Your task: Could you return every one of the records below word for word, leaving the pictures out?

** START OF The data **

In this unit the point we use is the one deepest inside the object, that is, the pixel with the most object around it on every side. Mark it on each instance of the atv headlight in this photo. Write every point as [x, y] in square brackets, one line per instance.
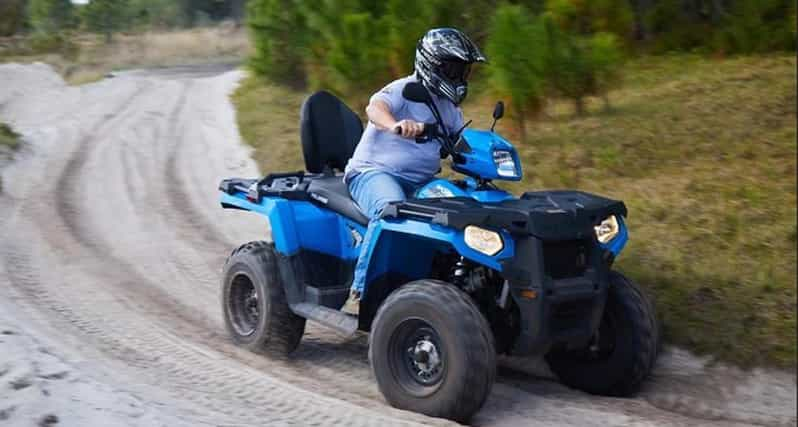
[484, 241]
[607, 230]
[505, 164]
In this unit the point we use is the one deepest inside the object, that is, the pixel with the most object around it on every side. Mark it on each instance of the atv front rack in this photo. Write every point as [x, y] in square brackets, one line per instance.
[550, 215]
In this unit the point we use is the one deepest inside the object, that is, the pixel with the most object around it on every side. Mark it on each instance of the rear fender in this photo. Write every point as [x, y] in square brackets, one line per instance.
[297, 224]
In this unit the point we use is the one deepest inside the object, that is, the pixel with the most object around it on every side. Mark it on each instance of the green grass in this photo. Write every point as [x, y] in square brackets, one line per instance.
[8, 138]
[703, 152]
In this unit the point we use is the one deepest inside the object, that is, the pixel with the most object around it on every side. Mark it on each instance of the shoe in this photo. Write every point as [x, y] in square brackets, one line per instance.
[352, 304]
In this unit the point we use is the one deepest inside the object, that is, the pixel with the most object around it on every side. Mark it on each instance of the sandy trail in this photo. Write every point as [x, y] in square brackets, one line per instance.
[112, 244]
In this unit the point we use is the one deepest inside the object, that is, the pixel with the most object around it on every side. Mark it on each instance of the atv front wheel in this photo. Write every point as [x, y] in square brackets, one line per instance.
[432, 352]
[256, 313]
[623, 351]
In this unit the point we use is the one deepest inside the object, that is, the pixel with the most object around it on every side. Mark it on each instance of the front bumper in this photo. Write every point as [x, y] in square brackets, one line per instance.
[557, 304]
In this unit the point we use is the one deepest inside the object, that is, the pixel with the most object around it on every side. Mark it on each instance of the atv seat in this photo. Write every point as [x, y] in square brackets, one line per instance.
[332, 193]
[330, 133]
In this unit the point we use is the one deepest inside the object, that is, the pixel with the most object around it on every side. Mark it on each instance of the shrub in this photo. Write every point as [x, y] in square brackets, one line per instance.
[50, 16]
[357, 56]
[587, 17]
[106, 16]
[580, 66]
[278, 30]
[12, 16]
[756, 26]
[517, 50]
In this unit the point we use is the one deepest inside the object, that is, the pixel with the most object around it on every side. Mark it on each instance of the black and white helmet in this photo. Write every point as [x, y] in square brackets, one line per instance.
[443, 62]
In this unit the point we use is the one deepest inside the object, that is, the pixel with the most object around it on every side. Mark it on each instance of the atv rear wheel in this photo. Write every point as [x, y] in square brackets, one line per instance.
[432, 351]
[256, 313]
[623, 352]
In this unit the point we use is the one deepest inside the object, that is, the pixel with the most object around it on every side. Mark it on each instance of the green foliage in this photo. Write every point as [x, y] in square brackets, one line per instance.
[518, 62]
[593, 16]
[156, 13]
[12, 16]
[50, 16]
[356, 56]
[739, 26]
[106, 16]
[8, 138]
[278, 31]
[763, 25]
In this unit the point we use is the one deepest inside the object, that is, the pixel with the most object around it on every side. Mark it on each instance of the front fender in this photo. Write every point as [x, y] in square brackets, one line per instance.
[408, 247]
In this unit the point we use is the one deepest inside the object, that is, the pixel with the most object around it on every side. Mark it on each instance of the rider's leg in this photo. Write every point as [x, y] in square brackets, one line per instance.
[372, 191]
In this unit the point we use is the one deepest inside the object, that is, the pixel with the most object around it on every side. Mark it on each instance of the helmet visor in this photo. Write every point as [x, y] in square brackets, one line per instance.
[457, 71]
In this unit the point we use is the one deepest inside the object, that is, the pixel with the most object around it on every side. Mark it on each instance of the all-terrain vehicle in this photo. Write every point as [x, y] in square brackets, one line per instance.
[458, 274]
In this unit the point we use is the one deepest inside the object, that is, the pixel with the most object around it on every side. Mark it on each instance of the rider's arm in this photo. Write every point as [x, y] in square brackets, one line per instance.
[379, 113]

** END OF The data **

Solution to this problem:
In this unit the point we use is the one deepest inside the object, that is, the pixel with the most object around it on every side. Mark it on each instance of the atv headlight in this photo. Write every point as [x, y] in square brackets, one line per instance.
[484, 241]
[607, 230]
[505, 164]
In this unit the point we use is the one deepest inside the object, that is, the pixel with the most object around it on every side. Mark it on each instance of the atv front rack in this photo. Write every point as [x, y] in square brackets, one line per instance.
[550, 215]
In this unit the point we use is the one deepest inside the object, that is, the pixel with the most object around it on every side. Mark it on each instance of the rear fender in this photo. Write every point as [x, y] in square brackets, one line per instance.
[297, 224]
In this unit the point we use is the one deepest inside the object, that is, the pixel with the most object around it on every side. Mark it on each instance of the green grass in this photo. Write every point as [x, y] in square brackets, one line per instance.
[8, 138]
[703, 152]
In this unit the point we use is the one deepest inside the object, that is, the pixel with the most object around it on every side. Mark it on each instance of the shoe in this photo. Write every point as [x, y] in square brackets, one line per instance.
[352, 304]
In this unit the point we use is the one deepest inside the object, that is, the pixel with the most object around it on every side. Mark it on each instance of the sandy trail in this photo. Write every point as [x, y] in square brackets, one line per instance.
[112, 244]
In this unit the point we use is the one deepest inside the object, that is, the pixel with the most object around it on every side. Mark it on each instance of the atv front wheel in this photo. Write every point as [x, y] in square brackets, one line per instance.
[432, 352]
[256, 313]
[623, 351]
In this unit the point we use is the one deepest inside the object, that is, the pixel with the most object around it on every side. Mark it on each instance of the front bumper in this photo. Write every point as [x, y] in square brackets, one line per instance.
[557, 304]
In this unit the point we use is the one deepest inside the object, that is, the pixel with the most object around it on every side. Mark it on each instance of the atv seat in this photo. Write every point as [x, y] in square brackets, one line per instance.
[332, 193]
[330, 133]
In this unit the point we use is the one deepest inside the object, that is, the pixel with the most object around it on every side. Mark it on each instance of the shrub in this photo. Write every point as [x, y] in square brackets, one line per instance.
[50, 16]
[357, 56]
[587, 17]
[106, 16]
[580, 66]
[278, 30]
[12, 16]
[756, 26]
[517, 50]
In this unit the point we use is the one deepest inside the object, that is, the pixel with the most object around it on every side. Mark it on each instance of the black and white helmet in this photo. Write every point as [x, y] in square brackets, one line per instance.
[443, 62]
In this unit the point we use is the one deepest inside the object, that is, the pixel with the most object around it on every side. Mark it on each instance of the atv rear wheel in this photo. Write every point as [x, y] in square brackets, one line per instance.
[432, 351]
[256, 313]
[623, 352]
In this unit the point we use is the one deepest inside the object, that is, the pixel with the most object around it on every side. Mark it on each instance of the green foliage in this photo. Write every point as [x, y] in square brackets, one line per instance.
[518, 62]
[593, 16]
[156, 13]
[12, 16]
[50, 16]
[356, 56]
[739, 26]
[106, 16]
[8, 138]
[278, 31]
[763, 25]
In this unit the point we use is the one deepest inside the object, that is, the pixel with the most object around it on every side. Mark it on each instance of the front fender in this photo. Write every point as [x, y] in square brackets, one line per instance.
[408, 247]
In this unit the point we use is the one deepest inside the object, that is, the pixel with the most object around it on every side. Mark it on each instance of the rider's leg in this photo. Write every point as [x, y] in square brackets, one line per instance.
[372, 191]
In this unit the point we use is the one deepest inside the object, that is, the pixel with the most object around it on every side. Mark it on each instance of the helmet visor in this photo. Write every point as [x, y] in square brackets, one line per instance.
[457, 71]
In this unit the point we use is the one deepest inside the object, that is, the pixel with the most object around it on every side. Mark it on each instance of the all-terrain vehicle in this photo. Write every point as [x, y] in square brackets, one line per instance.
[458, 274]
In this unit the point we use is the one deepest inside the object, that is, the pixel with the most object around it on every side. Mark it on each instance of the rider's arm in this photo. Write every point as [x, y] in square brackets, one line per instance.
[379, 113]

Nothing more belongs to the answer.